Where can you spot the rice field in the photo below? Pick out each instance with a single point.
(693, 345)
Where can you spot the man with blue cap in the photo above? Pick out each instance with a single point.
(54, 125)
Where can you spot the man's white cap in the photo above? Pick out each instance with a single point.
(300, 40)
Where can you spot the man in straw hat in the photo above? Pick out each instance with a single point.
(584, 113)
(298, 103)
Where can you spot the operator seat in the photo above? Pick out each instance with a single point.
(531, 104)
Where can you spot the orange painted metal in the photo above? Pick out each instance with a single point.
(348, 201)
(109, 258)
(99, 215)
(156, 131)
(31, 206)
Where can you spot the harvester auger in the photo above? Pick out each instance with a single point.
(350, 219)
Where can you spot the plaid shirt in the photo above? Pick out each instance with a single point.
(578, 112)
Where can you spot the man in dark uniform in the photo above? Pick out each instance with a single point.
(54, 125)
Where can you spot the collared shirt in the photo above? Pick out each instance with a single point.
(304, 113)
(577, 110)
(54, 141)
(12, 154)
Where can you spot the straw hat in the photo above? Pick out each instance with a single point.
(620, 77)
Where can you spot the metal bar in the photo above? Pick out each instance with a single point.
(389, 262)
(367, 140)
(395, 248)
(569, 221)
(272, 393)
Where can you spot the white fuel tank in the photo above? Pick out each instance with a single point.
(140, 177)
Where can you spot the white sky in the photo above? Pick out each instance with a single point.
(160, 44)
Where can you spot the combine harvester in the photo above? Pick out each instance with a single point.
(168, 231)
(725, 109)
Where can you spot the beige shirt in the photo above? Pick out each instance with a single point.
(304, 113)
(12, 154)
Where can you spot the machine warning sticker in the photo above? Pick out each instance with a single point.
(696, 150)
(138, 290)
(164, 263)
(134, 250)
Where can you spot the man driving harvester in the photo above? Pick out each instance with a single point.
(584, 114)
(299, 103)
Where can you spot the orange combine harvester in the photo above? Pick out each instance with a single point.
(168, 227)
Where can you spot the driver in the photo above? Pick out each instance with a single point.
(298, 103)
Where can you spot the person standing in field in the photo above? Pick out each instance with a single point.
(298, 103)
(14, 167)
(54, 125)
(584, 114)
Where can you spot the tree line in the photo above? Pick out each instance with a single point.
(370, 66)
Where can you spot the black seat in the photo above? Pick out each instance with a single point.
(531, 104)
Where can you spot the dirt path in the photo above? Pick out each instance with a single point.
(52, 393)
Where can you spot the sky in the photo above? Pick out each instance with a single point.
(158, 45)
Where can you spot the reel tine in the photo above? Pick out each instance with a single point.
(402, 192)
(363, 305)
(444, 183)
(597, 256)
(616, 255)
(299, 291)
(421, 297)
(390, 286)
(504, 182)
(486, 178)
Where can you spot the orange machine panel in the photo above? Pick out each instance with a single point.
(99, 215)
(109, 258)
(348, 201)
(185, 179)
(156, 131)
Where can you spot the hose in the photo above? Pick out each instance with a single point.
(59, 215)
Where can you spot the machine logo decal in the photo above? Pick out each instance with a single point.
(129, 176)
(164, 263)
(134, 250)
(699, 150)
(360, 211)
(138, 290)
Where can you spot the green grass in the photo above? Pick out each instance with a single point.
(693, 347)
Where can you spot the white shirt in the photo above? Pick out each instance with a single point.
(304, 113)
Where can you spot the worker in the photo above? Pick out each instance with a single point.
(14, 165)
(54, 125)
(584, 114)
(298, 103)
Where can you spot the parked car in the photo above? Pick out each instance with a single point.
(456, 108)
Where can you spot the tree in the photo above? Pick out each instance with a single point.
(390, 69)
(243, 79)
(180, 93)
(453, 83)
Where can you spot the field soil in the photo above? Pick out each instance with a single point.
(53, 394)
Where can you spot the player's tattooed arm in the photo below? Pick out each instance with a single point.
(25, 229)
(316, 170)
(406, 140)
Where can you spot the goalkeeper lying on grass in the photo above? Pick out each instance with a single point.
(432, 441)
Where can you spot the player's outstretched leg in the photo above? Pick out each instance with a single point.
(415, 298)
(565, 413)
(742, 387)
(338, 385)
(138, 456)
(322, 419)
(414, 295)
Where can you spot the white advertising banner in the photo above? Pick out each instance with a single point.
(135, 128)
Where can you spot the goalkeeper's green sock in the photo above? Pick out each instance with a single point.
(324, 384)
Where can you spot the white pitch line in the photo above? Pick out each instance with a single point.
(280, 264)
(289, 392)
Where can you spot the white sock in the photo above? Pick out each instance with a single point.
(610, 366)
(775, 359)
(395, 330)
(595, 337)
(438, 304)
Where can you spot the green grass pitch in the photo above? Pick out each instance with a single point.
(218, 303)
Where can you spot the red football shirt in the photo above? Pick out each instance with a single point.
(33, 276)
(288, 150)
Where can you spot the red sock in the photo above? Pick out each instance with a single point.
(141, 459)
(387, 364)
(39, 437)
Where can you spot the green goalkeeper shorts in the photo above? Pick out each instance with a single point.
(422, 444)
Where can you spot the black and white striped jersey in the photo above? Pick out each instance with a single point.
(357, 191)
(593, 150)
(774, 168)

## What is asked:
Reproduce the listing above, changing "each instance" to "every instance" everywhere it occurs and leaving every other part untouched.

## The completed task:
Where can you spot the rice field in the photo below? Pick out every instance with a single point.
(693, 345)
Where can you spot the man with blue cap in the photo above? Pick out every instance with a single point.
(54, 125)
Where can you spot the man's white cap in the photo above? Pick out every instance with a single point.
(300, 40)
Where can you spot the man in straw hat in the photo above? Pick out every instance with a single point.
(584, 113)
(298, 103)
Where can you spot the operator seat in the photo above? Pick out every instance with a single point.
(531, 104)
Where can you spot the orange painted metal in the photo above? Pick out every instance with a single point.
(348, 201)
(109, 258)
(99, 215)
(156, 131)
(31, 206)
Where can you spot the harvester auger in the photo above? Pick out every instance with a single point.
(350, 219)
Where can you spot the plaid shirt in the photo above? Pick out every instance with a single point.
(578, 112)
Where can you spot the man in dark uniform in the photo above? Pick out every instance with a single point.
(54, 125)
Where can you spot the collared shirt in the photo above? Pick out every instance with a single point.
(304, 113)
(577, 110)
(54, 141)
(12, 154)
Where can you spot the straw hat in the photo above? Pick out every instance with a single point.
(620, 77)
Where can you spot the metal bar in the photo above? Pick out every instance with a single point.
(389, 262)
(367, 140)
(395, 248)
(569, 221)
(272, 393)
Where can you spot the white fuel tank in the photo above? Pick out every instance with a single point.
(140, 177)
Where can you spot the white sky in the photo above? Pick out every instance with a single point.
(160, 44)
Where can you spot the combine harvester in the photo above? Pick out every instance with a single point.
(168, 231)
(725, 109)
Where can you spot the beige shirt in the photo above? Pick out every instance with a single point.
(304, 113)
(12, 154)
Where can you spot the machine warning sticker in the photo above? Pick out every instance with a single point.
(696, 150)
(138, 290)
(164, 263)
(134, 250)
Where can you spot the man driving harvester in the photo above? Pick out every instance with a single point.
(584, 114)
(299, 103)
Where can you spot the orange combine harvester in the photo above? Pick out every instance with a single point.
(168, 227)
Where can you spot the driver in the photo above? Pick out every instance with a single point.
(298, 103)
Where can you spot the person standing in field in the photo above? Pick out every instance with a single point.
(298, 103)
(14, 167)
(54, 125)
(584, 114)
Where can you spot the tree line in the photo above? Pick out every instance with a single point.
(370, 66)
Where can you spot the black seat in the photo above? Pick out every instance with a single point.
(531, 104)
Where can you spot the dirt path in the photo above? Pick out every instance with a single point.
(52, 393)
Where can you spot the sky in the photo above? Pick out every instance with a single point.
(158, 45)
Where can you spot the reel tine in the photo above? Pick out every instance with a single point.
(402, 192)
(363, 305)
(444, 183)
(597, 256)
(616, 255)
(299, 291)
(421, 297)
(390, 286)
(504, 182)
(486, 178)
Where can you spot the orange machine panel in the photo above? Pick out every instance with a single point.
(99, 215)
(109, 258)
(348, 201)
(185, 179)
(156, 131)
Where can you spot the hose in the photo above? Pick out every instance with a single point.
(59, 215)
Where can you spot the machine logo decal in the photo above? Pick out every instance with a single point.
(129, 176)
(164, 263)
(134, 250)
(699, 150)
(360, 211)
(138, 290)
Where can you spot the green grass in the photo above? Pick out every instance with a single point.
(693, 347)
Where can you spot the white shirt in the photo above? Pick out every instance with a single point.
(304, 113)
Where can you spot the worker in the photo above? Pick out every instance with a single point.
(14, 165)
(54, 125)
(584, 114)
(298, 103)
Where can you spot the parked car in the photo above? Pick out every instance with a single point.
(456, 108)
Where can you spot the tree in the photo above? Pick out every instance with a single point.
(390, 69)
(243, 79)
(180, 93)
(453, 83)
Where can you spot the field soil in the photo above? Pick out every instance with a single point.
(53, 394)
Where can you spot the player's tattooed arm in the photo below? Pick out every instance with a single point.
(25, 229)
(316, 170)
(406, 140)
Where can you spot the goalkeeper lying on grass in the photo above? Pick out every instance with a single point.
(432, 441)
Where can you spot the player's outstretched leg in the photo above? Pick out every instance with a single point.
(415, 298)
(565, 413)
(742, 387)
(338, 385)
(138, 456)
(322, 419)
(414, 295)
Where can you spot the white advertising banner in the photo above? Pick out every instance with a single point.
(135, 128)
Where can you spot the goalkeeper's green sock in the photo above? Pick out every instance with a single point.
(324, 384)
Where can you spot the white pitch line in the photo above? Pick out every instance with a single point.
(280, 264)
(289, 392)
Where can you spot the white sock in the photo above? Pick out every instance with a single point.
(610, 366)
(775, 359)
(395, 330)
(595, 337)
(438, 304)
Where can you spot the green grass pitch in the photo above? Pick out every instance with a single point.
(218, 303)
Where can you spot the red football shirt in the photo above? Pick out every instance with a single point.
(33, 276)
(288, 150)
Where can you spot the red sock in the photo above? Pick out every instance with a single point.
(141, 459)
(387, 364)
(39, 437)
Where can you spot the green goalkeeper shorts in the photo above? Pick out every instance with a single point.
(422, 444)
Where can you spot the black and white striped jersey in the photo above? Pick out every instance with a single point.
(357, 191)
(593, 150)
(774, 168)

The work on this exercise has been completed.